---- Excerpted records
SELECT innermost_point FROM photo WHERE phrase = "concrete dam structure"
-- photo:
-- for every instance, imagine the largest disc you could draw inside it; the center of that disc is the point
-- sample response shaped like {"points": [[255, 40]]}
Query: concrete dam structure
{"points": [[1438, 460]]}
--------
*Your task*
Can you repeat the lines above, substituting "circle" for each "disc" and keeping everything else unchanged?

*Response for this exercise*
SELECT innermost_point FROM photo WHERE phrase = "concrete dam structure"
-- photo:
-- for every instance, imagine the largest circle you could draw inside it; the center of that circle is the point
-- sample response shaped like {"points": [[255, 40]]}
Query: concrete dam structure
{"points": [[1438, 460]]}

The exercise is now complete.